WORK TO DO
Pick out each line in the records below that contains the word "with" and copy it. Case matters.

DATASET RECORDS

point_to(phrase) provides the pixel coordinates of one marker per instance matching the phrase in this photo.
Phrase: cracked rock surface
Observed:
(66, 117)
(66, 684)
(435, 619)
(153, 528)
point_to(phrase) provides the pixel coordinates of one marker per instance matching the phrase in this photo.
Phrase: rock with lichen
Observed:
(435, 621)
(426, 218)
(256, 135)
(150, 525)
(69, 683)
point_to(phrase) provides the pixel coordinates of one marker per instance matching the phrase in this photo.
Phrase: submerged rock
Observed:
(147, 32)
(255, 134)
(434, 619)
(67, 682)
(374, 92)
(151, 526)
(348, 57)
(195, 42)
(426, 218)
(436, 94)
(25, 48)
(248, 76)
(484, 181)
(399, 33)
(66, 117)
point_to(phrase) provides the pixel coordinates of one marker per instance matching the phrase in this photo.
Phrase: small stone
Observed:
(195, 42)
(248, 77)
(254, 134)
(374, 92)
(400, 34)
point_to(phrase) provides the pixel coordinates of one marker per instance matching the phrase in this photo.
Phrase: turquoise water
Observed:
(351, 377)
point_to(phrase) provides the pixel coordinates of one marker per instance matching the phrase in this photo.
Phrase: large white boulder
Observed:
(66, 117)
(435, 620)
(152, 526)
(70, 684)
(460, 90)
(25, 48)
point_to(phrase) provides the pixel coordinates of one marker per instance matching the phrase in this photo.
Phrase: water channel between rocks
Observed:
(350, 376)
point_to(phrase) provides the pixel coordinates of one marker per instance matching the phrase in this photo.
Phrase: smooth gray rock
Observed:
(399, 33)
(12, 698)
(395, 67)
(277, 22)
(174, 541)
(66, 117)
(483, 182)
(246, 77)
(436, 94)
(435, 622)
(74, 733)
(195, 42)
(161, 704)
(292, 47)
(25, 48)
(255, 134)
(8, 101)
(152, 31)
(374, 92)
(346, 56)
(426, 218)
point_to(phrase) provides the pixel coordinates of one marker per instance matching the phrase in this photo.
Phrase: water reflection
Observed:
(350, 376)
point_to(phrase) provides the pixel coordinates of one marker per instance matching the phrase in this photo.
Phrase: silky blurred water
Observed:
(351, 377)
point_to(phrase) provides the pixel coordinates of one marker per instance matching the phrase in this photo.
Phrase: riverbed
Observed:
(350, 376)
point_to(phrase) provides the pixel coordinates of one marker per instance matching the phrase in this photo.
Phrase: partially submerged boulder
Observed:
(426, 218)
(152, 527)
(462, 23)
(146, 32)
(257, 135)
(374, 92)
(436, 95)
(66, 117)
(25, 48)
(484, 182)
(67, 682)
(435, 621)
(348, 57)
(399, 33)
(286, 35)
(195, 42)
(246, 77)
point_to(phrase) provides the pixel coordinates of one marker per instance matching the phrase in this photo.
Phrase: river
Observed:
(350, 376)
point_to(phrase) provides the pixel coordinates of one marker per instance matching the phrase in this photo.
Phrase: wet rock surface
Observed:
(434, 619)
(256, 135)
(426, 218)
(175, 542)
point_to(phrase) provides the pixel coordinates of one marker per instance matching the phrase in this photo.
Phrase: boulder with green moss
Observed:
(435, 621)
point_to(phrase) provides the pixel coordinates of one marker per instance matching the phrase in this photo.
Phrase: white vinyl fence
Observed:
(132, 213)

OUTPUT OF THE TASK
Phrase: rock with lichen
Phrase: boulder with green moss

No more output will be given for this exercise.